* Text under study
The case of the arsenic-lover, or the birth of Blogzilla

On Dec. 2, 2010, NASA held a press conference to announce new research findings published in a peer-reviewed journal – something the agency does quite regularly. This event unleashed a firestorm of criticism, however, from journalists, bloggers, scientists, and scientist-bloggers. Why?

And why does this cauldron of critique continue to bubble away today, more than seven months after the event?

I have not yet been able to pinpoint “ground zero” for the blogospheric speculation about this announcement. I do know that this guessing game began before Science magazine’s embargoed release of the paper to journalists on Nov. 28, embargoed until Dec. 2, and NASA’s Nov. 29 media advisory about the press conference. Speculation spiked across the Internet after the advisory was issued.

Critics knocked the science and the scientists involved in the research, NASA officials, and the peer-review process.

* Activity 1
Restate the arsenic-lover text starting with "On Dec. 2, 2010, NASA" and going on through "after the event?", renaming "press conference" to "news briefing".
* Activity 2
In the arsenic-lover text, on what date did Science magazine release the paper to journalists under embargo?

* Recorded information
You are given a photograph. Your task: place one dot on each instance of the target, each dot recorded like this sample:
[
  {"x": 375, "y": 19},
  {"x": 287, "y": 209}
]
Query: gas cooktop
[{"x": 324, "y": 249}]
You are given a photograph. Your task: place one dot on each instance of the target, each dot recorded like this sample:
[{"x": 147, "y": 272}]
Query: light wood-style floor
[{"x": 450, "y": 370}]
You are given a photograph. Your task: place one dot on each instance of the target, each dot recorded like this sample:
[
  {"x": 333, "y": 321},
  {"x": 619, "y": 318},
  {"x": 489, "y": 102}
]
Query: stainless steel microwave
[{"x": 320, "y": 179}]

* Expected output 1
On Dec. 2, 2010, NASA held a news briefing to announce new research findings published in a peer-reviewed journal – something the agency does quite regularly. This event unleashed a firestorm of criticism, however, from journalists, bloggers, scientists, and scientist-bloggers. Why?

And why does this cauldron of critique continue to bubble away today, more than seven months after the event?

* Expected output 2
Nov. 28